▶ **RECORDS FOR THE TASK**
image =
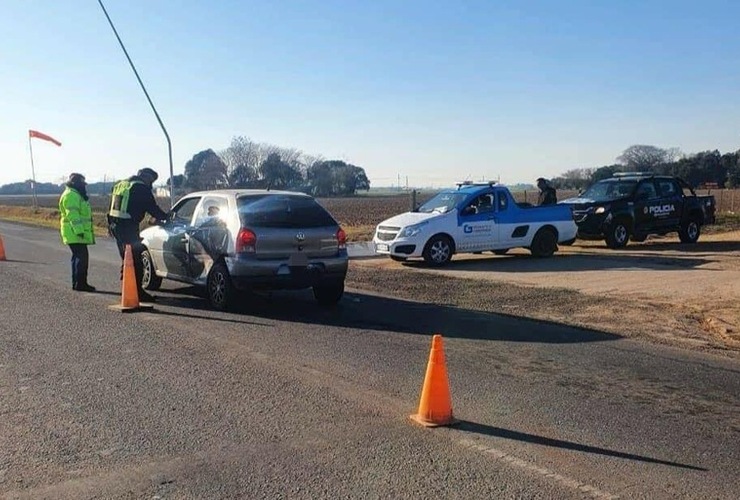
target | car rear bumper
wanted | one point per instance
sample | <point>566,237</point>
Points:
<point>249,273</point>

▶ **EXERCISE OBJECTIVE**
When you copy the data above, reproduce each line exactly and skip every image.

▶ **EXERCISE OUTPUT**
image =
target | car rear bumper
wanted | one point per instance
sample | <point>566,237</point>
Points:
<point>249,273</point>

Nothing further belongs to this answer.